Set of tasks ::
1. Duplicate the passage of the Mohawk article between "This spring, the" and "on his promise.", inclusive.
2. Decide whether each statement agrees with the Mohawk article, answering yes or no and quoting the words that settle it: (a) The principal's head was dyed green to match the school's colors. (b) Goulds Elementary earned an A for the first time this spring. (c) The principal said that 98 percent of the staff are committed to learning gains.
— Begin Quoted text —
Garcia sat for the clippers Wednesday in in the cafeteria, after his students and faculty did something others believed was impossible in a school with as many disadvantaged students as they have in Goulds. Garcia had challenged them to raise the school’s state grade from a D to an A. Last year, he made a second challenge.

” I made our third grade, fourth grade, and fifth grade a promise that if the school made an A which is the second consecutive year they are an A, I would get a Mohawk,” he said.

This spring, the new school grades came out, and at the top of the list was Goulds Elementary, with an A, the second year in a row.

Wednesday, Garcia made good on his promise.

As students clapped and teachers cheered, a barber took his clippers to the principal’s bean, and off came the hair. As Mohawks go, it was pretty tame, but what happened next was anything but.

Garcia’s head was doused with green dye, in keeping with the school’s colors.

He looked a bit like a leprechaun with an attitude, but the students loved it.

“The Mohawk was the motivation but I think in this school we push our students to be the very best,” Garcia said. “The Mohawk was just the cherry on the ice cream sundae.”

The accomplishment is sweet because schools in poor neighborhoods often don’t perform well. If they get a failing grade a few years in a row, the school can be closed, staff reassigned, or students moved. Schools in area where families have more money often have an easier time making the grade. That didn’t stop Garcia from making his challenge.

“Ninety-eight percent of our students are economically disadvantaged but 100% of our staff are committed to learning gains amongst our students,” he said.

The are 5 failing schools in Miami-Dade, and 14 schools with a D Grade. Goulds Elementary now joins the ranks of the 146 elementary schools with an A grade.

Now, Garcia has the job of keeping the school there, and is already looking for his next challenge while his hair grows back.
— End Quoted text —
— Begin Recorded data —
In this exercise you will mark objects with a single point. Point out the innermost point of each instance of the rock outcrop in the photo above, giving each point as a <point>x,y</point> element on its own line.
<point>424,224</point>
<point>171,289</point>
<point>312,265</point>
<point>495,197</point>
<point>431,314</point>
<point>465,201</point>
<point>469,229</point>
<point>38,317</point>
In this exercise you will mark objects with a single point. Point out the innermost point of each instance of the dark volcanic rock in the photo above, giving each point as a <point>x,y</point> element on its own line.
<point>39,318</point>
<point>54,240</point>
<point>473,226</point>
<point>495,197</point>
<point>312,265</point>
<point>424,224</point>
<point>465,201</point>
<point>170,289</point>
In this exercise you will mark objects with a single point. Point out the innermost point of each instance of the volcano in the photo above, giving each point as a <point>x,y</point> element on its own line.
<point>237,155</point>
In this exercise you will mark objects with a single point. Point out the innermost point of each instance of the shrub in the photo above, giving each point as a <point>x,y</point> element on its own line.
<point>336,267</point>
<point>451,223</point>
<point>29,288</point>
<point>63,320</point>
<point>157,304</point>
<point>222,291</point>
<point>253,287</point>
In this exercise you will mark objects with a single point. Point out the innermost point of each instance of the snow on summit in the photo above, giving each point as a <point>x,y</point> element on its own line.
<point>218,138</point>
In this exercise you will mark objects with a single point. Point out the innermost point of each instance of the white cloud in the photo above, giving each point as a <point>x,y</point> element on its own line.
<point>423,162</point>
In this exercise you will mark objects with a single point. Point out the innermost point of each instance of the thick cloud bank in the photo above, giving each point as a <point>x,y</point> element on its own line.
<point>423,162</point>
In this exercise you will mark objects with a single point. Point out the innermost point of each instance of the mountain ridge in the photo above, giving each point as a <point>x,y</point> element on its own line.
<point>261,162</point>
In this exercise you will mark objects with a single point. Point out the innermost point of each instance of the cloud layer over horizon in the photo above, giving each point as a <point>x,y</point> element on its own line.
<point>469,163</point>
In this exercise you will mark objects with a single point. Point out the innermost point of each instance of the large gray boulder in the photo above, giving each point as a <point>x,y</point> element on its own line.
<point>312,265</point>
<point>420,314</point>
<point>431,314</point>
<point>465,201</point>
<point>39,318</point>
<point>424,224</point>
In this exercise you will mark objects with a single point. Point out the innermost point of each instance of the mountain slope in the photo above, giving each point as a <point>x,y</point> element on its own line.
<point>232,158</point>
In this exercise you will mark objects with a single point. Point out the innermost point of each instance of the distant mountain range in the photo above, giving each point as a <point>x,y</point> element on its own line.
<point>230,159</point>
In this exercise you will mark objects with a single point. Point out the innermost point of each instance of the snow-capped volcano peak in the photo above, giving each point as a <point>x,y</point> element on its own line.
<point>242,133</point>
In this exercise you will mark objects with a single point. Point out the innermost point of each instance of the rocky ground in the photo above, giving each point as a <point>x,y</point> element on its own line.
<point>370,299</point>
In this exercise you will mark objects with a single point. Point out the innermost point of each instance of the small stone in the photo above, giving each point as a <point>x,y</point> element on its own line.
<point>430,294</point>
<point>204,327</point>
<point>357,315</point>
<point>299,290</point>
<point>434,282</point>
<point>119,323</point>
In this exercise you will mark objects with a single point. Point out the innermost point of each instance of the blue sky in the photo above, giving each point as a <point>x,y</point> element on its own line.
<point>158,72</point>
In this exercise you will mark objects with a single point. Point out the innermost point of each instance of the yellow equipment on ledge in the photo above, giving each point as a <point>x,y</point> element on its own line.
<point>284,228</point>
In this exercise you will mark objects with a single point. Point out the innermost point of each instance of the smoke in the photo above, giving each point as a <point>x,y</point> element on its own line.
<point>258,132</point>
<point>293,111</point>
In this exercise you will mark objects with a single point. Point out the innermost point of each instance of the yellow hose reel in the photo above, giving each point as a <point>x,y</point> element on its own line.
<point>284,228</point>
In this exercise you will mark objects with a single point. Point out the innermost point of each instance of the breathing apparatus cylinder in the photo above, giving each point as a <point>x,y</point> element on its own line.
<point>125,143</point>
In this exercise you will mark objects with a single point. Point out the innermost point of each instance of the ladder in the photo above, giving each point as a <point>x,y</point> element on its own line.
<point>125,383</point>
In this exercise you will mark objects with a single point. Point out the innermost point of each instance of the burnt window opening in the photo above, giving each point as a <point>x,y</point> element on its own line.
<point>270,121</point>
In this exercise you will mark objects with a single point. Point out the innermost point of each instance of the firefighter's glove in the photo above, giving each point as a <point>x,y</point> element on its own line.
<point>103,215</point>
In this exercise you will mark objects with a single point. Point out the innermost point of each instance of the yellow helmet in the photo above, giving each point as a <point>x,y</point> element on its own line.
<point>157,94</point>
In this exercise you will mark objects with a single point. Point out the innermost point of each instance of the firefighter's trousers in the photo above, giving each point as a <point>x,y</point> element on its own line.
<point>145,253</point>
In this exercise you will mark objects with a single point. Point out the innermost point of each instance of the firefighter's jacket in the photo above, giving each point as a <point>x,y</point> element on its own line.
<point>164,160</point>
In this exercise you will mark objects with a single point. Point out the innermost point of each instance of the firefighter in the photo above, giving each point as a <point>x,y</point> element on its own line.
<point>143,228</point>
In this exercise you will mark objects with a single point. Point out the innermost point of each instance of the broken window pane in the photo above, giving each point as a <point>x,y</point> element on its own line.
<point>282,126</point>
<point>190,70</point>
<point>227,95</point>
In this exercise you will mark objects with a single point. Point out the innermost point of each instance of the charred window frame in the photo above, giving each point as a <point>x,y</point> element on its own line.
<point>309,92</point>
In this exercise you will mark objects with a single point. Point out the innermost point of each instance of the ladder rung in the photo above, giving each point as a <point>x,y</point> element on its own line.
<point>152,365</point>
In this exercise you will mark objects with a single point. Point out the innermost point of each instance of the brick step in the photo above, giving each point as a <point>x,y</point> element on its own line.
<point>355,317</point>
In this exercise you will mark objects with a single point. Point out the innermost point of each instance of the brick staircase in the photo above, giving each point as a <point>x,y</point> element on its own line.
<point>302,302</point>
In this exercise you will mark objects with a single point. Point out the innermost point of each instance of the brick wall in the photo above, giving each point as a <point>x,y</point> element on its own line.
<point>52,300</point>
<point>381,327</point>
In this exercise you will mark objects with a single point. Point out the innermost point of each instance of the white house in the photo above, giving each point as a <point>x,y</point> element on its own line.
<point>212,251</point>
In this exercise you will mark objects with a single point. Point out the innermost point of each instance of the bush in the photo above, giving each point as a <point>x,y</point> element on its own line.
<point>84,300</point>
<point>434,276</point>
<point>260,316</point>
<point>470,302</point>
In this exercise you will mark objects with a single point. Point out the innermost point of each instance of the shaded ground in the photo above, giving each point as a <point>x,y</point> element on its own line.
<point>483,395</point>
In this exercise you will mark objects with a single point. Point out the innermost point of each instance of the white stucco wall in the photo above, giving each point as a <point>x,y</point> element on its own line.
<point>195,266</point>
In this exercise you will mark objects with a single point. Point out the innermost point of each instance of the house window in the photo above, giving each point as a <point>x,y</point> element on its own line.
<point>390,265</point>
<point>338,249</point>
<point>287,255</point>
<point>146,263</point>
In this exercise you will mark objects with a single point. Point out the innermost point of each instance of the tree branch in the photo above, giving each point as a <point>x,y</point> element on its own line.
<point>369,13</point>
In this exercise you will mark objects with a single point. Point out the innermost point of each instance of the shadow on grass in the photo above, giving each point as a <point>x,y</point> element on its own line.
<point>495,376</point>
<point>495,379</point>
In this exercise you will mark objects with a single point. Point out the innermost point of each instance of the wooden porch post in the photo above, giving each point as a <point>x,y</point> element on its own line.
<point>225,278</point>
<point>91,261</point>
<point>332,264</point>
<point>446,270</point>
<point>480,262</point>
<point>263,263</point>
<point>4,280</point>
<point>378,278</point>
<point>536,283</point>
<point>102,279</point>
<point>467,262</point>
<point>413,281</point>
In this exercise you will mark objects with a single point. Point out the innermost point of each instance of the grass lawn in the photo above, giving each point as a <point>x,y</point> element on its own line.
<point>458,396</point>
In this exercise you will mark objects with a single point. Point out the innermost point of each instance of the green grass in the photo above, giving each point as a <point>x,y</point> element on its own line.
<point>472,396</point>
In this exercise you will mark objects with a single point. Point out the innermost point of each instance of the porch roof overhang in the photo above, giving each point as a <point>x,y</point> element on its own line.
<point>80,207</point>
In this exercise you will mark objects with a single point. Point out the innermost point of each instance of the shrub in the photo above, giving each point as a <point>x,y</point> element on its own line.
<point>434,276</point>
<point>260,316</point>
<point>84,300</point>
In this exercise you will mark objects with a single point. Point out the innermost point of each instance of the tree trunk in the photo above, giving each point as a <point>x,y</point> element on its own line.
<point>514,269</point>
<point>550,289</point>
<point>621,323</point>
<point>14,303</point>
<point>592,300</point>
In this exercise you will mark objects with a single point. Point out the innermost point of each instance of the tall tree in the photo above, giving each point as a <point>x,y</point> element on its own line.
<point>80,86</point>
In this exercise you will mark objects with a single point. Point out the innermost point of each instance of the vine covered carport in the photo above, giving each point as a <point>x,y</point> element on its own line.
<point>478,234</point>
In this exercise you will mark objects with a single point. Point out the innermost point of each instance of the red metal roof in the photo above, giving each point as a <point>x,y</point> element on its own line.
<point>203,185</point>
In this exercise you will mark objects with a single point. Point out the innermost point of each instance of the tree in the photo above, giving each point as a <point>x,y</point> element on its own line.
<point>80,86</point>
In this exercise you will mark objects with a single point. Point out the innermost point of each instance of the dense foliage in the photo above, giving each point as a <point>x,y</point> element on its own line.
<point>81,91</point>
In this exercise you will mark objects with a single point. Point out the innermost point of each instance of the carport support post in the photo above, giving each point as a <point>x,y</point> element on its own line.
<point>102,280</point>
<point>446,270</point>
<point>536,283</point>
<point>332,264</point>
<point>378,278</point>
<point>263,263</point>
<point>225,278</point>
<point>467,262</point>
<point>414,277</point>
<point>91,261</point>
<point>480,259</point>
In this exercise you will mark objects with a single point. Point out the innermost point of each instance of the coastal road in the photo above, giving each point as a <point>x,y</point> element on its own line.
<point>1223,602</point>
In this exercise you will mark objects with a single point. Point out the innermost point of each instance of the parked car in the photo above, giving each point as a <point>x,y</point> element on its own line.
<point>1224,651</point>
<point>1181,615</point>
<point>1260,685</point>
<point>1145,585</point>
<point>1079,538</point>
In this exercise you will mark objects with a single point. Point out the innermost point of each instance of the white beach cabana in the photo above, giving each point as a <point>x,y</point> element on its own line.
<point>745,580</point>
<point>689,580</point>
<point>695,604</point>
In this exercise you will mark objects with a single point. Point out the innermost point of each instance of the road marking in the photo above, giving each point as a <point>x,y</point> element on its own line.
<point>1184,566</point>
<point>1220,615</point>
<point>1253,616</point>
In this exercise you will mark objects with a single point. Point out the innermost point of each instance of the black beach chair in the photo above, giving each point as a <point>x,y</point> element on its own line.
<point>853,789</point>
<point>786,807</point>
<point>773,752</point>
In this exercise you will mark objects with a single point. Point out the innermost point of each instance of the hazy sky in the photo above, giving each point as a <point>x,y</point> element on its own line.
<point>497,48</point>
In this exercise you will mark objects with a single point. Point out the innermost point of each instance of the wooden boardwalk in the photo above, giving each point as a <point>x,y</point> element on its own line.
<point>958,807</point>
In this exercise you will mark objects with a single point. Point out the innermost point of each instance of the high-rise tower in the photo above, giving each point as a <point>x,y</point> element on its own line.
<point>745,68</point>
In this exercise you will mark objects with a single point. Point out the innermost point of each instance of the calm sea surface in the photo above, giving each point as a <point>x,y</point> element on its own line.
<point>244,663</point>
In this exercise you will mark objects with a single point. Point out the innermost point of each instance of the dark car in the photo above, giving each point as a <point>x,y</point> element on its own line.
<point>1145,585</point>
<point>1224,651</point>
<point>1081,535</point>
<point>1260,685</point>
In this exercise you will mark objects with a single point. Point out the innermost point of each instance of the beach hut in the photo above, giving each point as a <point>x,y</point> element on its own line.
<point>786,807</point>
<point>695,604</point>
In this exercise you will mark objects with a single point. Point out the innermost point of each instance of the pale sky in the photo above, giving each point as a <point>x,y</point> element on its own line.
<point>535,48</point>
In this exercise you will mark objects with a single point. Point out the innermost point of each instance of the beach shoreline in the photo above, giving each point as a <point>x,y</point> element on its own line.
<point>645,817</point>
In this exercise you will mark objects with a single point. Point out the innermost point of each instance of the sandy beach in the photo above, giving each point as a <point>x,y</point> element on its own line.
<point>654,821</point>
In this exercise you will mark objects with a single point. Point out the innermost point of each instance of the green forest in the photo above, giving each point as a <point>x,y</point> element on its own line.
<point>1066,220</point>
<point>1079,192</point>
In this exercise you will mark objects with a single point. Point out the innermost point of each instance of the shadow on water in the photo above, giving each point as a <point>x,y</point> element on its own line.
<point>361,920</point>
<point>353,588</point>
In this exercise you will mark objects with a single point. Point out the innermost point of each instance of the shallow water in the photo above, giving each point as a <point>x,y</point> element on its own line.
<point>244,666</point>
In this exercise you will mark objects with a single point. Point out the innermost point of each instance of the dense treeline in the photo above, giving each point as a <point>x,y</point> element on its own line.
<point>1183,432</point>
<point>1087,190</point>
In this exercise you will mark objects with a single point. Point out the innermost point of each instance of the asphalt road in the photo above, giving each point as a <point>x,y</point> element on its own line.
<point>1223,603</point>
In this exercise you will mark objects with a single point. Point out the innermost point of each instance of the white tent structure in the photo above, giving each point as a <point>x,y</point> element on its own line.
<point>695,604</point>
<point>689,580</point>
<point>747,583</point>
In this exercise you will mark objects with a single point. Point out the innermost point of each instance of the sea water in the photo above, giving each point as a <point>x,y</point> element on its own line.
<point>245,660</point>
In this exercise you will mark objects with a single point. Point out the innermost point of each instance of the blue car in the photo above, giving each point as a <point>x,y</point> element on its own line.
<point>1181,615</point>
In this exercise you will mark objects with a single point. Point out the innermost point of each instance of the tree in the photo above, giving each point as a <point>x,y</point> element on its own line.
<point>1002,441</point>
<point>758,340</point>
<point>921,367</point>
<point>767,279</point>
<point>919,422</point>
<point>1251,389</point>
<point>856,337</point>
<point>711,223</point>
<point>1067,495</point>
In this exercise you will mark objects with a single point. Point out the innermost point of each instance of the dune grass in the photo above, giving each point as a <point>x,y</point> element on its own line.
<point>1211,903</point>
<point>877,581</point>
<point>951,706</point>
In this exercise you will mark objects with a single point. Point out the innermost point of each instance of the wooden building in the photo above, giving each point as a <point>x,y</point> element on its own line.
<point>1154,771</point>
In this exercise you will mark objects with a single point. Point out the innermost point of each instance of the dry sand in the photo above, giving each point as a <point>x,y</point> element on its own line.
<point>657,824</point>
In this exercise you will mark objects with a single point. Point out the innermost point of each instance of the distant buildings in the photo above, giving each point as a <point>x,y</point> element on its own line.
— End Recorded data —
Solutions per task ::
1.
This spring, the new school grades came out, and at the top of the list was Goulds Elementary, with an A, the second year in a row.

Wednesday, Garcia made good on his promise.

2.
(a) Yes: "Garcia’s head was doused with green dye, in keeping with the school’s colors."
(b) No: "with an A, the second year in a row."
(c) No: "100% of our staff are committed to learning gains amongst our students"